**Data to process:**
============

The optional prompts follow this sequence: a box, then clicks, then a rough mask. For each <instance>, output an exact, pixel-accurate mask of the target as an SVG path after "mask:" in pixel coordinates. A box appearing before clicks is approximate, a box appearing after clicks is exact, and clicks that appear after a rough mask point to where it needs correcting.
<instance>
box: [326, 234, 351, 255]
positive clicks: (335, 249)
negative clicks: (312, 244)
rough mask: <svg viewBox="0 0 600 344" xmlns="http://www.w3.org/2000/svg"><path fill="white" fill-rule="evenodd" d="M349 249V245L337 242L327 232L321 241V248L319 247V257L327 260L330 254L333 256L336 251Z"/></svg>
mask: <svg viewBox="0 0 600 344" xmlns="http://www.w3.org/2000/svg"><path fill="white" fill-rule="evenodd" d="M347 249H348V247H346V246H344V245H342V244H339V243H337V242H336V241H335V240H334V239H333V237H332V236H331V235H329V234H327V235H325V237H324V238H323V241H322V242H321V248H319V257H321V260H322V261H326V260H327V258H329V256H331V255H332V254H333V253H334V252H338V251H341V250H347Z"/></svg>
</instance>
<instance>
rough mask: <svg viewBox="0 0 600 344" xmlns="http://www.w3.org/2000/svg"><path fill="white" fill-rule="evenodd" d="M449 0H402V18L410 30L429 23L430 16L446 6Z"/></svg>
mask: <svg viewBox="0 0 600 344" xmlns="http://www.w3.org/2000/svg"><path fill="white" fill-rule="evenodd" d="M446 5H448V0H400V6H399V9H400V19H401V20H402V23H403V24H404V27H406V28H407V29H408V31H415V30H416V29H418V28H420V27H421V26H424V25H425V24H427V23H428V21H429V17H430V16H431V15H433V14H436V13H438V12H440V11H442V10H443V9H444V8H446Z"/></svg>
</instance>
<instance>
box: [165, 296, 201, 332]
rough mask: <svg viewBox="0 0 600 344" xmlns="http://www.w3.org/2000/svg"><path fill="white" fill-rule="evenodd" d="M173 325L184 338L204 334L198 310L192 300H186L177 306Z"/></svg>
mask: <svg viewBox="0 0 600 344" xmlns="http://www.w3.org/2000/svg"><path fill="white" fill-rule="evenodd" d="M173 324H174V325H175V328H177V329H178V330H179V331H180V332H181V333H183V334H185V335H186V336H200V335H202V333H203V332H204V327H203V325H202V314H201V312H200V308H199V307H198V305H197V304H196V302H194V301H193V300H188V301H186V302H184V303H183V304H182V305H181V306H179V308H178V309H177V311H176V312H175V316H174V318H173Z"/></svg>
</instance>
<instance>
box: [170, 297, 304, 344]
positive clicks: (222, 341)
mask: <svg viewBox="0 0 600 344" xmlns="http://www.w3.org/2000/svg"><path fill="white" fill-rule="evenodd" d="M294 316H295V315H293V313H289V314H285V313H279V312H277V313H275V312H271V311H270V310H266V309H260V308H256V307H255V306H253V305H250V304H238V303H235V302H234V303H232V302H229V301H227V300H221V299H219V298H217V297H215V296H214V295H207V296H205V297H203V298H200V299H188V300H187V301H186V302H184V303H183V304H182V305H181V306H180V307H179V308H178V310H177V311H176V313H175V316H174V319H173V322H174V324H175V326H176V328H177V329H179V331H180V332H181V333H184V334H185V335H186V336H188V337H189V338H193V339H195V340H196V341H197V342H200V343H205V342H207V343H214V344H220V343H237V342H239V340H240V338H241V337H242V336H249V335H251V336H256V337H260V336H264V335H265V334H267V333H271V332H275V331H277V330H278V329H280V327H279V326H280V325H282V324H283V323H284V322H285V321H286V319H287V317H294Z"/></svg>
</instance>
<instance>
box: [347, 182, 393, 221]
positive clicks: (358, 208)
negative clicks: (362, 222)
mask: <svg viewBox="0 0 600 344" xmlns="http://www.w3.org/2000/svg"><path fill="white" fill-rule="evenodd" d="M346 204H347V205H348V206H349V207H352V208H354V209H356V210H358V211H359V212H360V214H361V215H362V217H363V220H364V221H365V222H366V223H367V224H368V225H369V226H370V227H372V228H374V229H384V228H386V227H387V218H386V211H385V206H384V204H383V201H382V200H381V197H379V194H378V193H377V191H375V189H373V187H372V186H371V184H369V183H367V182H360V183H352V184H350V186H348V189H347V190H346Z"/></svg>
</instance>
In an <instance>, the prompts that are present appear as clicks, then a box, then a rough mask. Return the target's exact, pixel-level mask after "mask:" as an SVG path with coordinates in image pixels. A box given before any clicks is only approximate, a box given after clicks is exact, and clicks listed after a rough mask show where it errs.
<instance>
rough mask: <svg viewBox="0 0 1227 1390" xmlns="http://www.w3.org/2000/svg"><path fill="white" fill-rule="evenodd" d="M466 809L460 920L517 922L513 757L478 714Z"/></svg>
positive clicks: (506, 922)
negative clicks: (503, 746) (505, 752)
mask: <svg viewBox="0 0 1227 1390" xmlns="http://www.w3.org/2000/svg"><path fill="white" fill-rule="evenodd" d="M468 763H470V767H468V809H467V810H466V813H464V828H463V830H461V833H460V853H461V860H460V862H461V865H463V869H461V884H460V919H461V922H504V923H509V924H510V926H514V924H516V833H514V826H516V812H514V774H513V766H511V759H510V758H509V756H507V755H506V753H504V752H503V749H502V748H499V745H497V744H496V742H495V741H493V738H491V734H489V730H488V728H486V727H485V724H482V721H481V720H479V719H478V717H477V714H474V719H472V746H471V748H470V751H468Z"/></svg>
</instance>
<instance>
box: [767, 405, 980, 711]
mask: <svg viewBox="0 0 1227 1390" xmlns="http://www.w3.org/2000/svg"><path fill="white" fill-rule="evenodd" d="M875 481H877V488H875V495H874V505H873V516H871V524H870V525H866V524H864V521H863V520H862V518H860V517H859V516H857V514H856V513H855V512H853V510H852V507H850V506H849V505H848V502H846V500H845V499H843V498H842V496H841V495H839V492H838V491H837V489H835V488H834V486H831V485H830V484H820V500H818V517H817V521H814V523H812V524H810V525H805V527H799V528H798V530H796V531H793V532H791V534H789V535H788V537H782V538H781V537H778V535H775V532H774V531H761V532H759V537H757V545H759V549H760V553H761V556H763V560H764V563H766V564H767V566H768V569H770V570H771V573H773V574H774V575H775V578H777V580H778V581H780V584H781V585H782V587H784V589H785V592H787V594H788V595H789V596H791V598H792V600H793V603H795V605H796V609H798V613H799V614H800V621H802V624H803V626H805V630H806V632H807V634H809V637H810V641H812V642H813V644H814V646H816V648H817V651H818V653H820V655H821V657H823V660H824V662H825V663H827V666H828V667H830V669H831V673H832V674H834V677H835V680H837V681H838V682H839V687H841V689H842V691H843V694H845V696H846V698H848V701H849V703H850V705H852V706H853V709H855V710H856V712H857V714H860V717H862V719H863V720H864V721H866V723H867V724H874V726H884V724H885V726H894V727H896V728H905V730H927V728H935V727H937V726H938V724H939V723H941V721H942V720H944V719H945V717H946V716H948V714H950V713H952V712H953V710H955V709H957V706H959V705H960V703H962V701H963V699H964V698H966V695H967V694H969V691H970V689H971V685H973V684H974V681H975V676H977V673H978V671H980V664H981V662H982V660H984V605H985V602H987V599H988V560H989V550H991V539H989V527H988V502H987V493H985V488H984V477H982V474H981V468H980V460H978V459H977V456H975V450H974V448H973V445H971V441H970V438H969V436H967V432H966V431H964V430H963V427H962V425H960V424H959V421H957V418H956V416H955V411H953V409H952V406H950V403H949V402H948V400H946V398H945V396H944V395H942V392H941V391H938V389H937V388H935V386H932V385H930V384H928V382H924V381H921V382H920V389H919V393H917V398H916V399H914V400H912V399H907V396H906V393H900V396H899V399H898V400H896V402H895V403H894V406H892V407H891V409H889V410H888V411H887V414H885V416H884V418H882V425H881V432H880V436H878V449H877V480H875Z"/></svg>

============

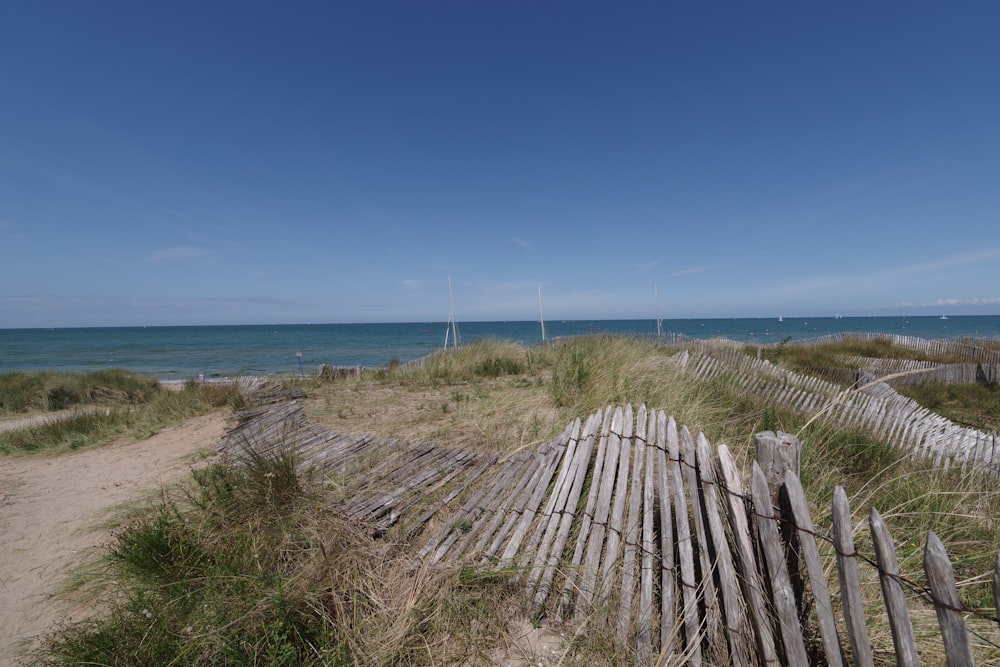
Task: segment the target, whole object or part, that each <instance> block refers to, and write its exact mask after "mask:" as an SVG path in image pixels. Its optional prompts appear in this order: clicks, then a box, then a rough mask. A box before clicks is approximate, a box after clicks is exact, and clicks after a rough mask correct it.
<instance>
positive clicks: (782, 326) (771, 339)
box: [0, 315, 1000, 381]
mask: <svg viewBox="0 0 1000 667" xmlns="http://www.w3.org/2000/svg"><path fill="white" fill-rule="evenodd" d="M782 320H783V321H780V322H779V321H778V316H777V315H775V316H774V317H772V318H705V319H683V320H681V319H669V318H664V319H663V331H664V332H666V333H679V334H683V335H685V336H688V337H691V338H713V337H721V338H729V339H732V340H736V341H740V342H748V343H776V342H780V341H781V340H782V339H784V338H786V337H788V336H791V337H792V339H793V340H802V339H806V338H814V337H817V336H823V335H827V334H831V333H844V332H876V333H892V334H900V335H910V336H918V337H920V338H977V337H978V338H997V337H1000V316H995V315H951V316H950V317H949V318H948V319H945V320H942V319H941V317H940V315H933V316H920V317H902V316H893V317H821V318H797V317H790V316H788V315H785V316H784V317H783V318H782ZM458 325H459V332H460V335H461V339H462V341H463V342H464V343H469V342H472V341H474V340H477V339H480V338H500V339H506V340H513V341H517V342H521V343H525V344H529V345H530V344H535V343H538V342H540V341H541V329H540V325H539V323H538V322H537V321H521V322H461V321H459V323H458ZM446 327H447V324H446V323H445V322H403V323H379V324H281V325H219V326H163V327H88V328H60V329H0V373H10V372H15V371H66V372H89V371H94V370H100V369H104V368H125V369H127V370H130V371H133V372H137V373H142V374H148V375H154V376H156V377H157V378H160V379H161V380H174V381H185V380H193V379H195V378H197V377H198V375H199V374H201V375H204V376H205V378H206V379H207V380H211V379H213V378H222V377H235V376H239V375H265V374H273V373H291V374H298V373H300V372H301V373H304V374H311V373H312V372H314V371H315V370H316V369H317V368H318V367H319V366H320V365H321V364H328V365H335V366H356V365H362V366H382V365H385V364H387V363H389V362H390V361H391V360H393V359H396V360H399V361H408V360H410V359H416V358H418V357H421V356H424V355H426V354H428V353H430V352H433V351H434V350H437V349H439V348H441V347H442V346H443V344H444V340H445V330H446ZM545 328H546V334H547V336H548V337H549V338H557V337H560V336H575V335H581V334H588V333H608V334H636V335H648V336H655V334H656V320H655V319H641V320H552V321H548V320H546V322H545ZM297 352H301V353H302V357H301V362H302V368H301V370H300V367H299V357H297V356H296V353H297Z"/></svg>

============

**Exercise prompt:** Find each line in the rows above that contains the word "negative" and copy those lines.

**Exercise response:**
negative clicks: (312, 244)
negative clicks: (362, 222)
negative clicks: (503, 746) (505, 752)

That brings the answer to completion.